§ **Qué hay que hacer**
Apunta sin cambiar nada el trozo de la reseña de El doctor Frankenstein que va de "Pero si hay" a "en el castillo.".

§ **Texto**
↓

Realmente, estamos ante la adaptación de una adaptación. Aunque el material primigenio sea la novela de Shelley, el film realmente adapta la obra de teatro de Peggy Webling. Recordemos que el libro es de 1818, una novela gótica considerada como la primera obra de ciencia-ficción. En aquella época los avances científicos fascinaban y asustaban por igual, y la escritora quiso reflejar esa dualidad presente en el hombre de la época. La versión cinematográfica queda despojada de muchos elementos presentes en la novela, quedando algo esquemática en su desarrollo. A pesar de ello, podemos encontrar algún que otro momento de relleno prescindible. Eso sí, Whale sabe reflejar lo esencial del núcleo: la vieja aspiración del ser humano de llegar a la divinidad. Y no hay mayor demostración de poder que la misma creación de la vida. Aunque resulta tétrico que esa vida se cree a partir de la muerte. Podríamos decir que Frankenstein es un precursor de los zombies. En el fondo, es un muerto viviente.

En los 70 minutos de metraje, el director deja claro que la criatura es una víctima, un recién nacido con un cuerpo de dos metros que no distingue el bien del mal. Una interesante reflexión sobre la responsabilidad que la misma sociedad tiene cuando en su seno aparece un asesino. Una vez más, tenemos al pueblo dispuesto a linchar al asesino, convirtiéndose ellos mismos en criminales, que demuestran mucha menos humanidad que el supuesto monstruo. Queda claro que el problema del ser humano no es de individuos concretos, sino de la especie en sí misma. Y encabezando esa turba asesina, vemos al responsable del desaguisado. Por cierto, que siempre se destaca (por motivos obvios) la interpretación de Karloff, pero el trabajo de Colin Clive como Henry es de una versatilidad asombrosa, reflejando una variedad tremenda de estados de ánimos. Desde la serenidad del genio que se siente superior, pasando por la locura del éxtasis creativo, hasta llegar a la preocupación y abatimiento.

Pero si hay algo que eleva a El doctor Frankenstein es la absoluta maestría de Whale detrás de la cámara. A pesar de su bisoñez en el cine y su formación en las tablas, el director es capaz de explorar todas las posibilidades que la cámara puede darle. En lugar de optar por el camino fácil que sería para él una puesta en escena teatral, Whale se dedica a hacer magníficos travellings, o una maravillosa composición de planos repleta de picados y contra picados, que remata con un excelente montaje. Como no podía ser de otra forma, el expresionismo alemán se encuentra muy presente en un film cuya dirección artística es impecable, reflejando a la perfección la atmósfera siniestra, especialmente en el castillo.

↑

§ **Información**
↓

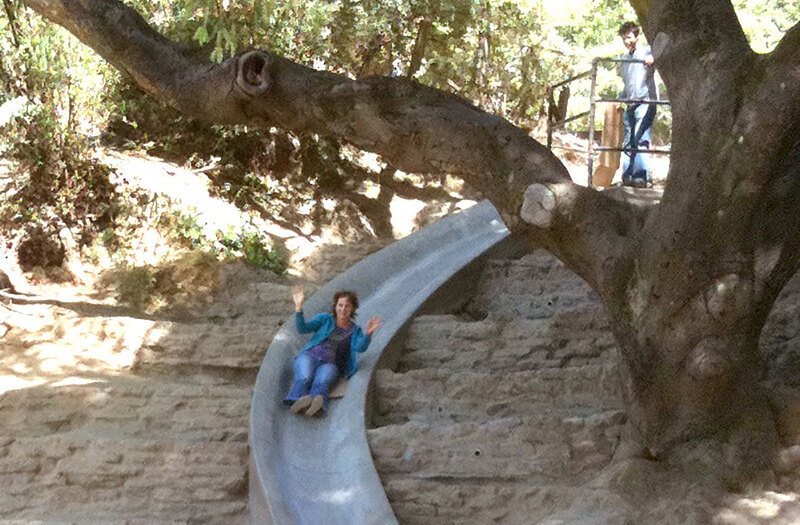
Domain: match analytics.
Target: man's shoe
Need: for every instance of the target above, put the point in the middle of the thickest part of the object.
(316, 407)
(301, 404)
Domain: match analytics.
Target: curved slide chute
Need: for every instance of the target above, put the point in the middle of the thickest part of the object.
(313, 471)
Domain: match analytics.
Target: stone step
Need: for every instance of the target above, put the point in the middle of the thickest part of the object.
(225, 351)
(479, 501)
(87, 480)
(517, 344)
(540, 446)
(128, 407)
(430, 394)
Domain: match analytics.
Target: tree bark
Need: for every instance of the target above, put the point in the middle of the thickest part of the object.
(688, 283)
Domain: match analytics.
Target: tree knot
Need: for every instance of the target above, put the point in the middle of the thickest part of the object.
(253, 76)
(538, 205)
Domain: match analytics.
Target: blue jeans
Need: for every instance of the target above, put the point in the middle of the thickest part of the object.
(638, 122)
(312, 378)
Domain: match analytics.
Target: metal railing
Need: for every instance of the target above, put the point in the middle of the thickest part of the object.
(591, 149)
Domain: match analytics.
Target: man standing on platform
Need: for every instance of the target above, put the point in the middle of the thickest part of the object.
(638, 74)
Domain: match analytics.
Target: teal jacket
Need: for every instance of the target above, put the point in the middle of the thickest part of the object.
(322, 325)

↑

§ **Resultado**
Pero si hay algo que eleva a El doctor Frankenstein es la absoluta maestría de Whale detrás de la cámara. A pesar de su bisoñez en el cine y su formación en las tablas, el director es capaz de explorar todas las posibilidades que la cámara puede darle. En lugar de optar por el camino fácil que sería para él una puesta en escena teatral, Whale se dedica a hacer magníficos travellings, o una maravillosa composición de planos repleta de picados y contra picados, que remata con un excelente montaje. Como no podía ser de otra forma, el expresionismo alemán se encuentra muy presente en un film cuya dirección artística es impecable, reflejando a la perfección la atmósfera siniestra, especialmente en el castillo.